LISTING -
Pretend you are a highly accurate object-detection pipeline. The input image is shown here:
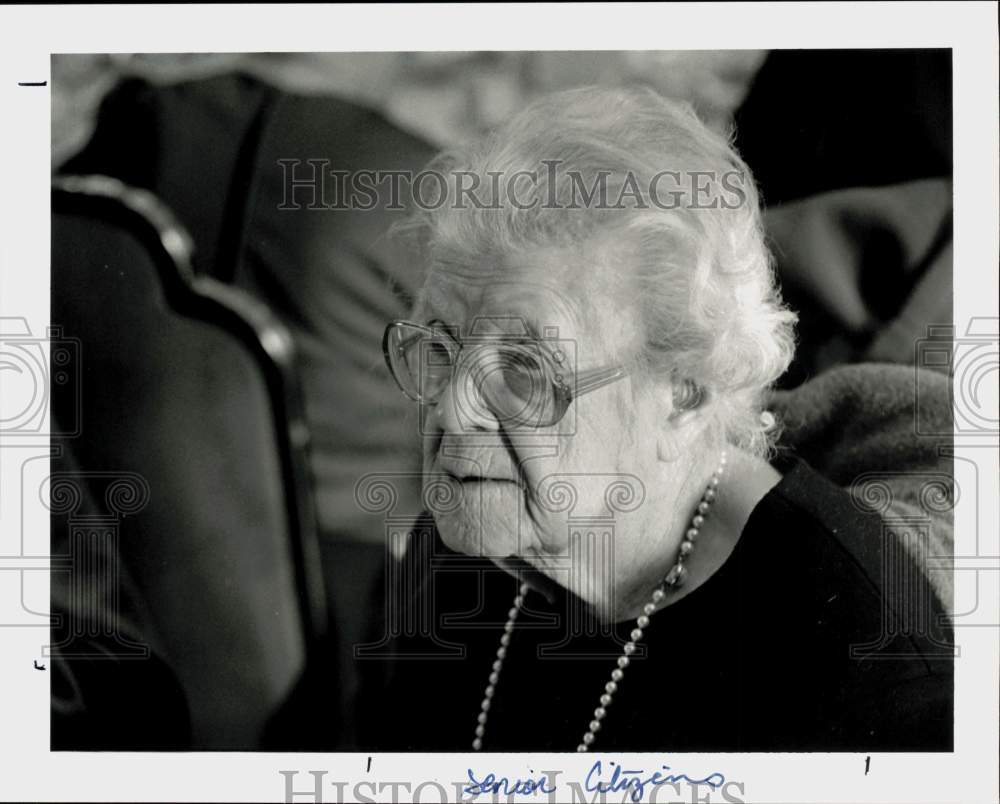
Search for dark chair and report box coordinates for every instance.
[61,73,433,749]
[51,176,339,750]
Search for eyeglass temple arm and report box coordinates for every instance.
[573,366,628,397]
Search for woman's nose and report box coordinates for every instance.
[434,348,500,434]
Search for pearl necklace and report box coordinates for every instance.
[472,450,726,752]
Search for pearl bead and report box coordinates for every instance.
[664,564,687,586]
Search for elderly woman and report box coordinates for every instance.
[378,89,951,751]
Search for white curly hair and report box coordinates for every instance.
[401,87,796,455]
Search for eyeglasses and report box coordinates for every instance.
[382,321,627,427]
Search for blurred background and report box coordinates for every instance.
[51,50,952,750]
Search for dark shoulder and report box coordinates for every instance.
[740,457,951,672]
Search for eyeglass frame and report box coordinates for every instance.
[382,319,628,429]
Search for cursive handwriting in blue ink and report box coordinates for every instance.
[465,768,556,797]
[584,760,726,801]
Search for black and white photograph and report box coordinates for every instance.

PROBLEM REQUIREMENTS - Copy every row above word for word, but leave out the picture.

THE OUTPUT -
Pretend you are a highly accurate object-detection pipeline. The input image is shown here:
Search for dark chair and report box coordinates for every instance.
[61,73,433,749]
[51,176,339,750]
Search for eyeglass temple arm and report box coordinates for every instance.
[573,366,628,397]
Search for woman's nose and report box coordinates for every instance.
[434,348,500,434]
Search for pearl necklace and report box coordinates for every instance.
[472,450,726,752]
Search for pearl bead and report box coordinates for every instance.
[664,564,687,586]
Search for elderly woman and report box coordinates for every instance.
[378,89,951,751]
Search for white curly hair and report box coordinates for every instance.
[401,87,796,455]
Search for eyeglasses and report box coordinates for every instance.
[382,321,627,427]
Search for blurred background and report box coordinates for every instance.
[51,50,952,750]
Search for dark shoulder and report box coordinates for every instance.
[740,457,951,672]
Search for eyeglass frame and report box coordinates for every instance.
[382,319,628,429]
Search for cursive handwriting in blue ink and report box coordinates for every instance.
[465,768,556,797]
[584,760,726,801]
Search for black and white photograph and report box coordinates for every instance.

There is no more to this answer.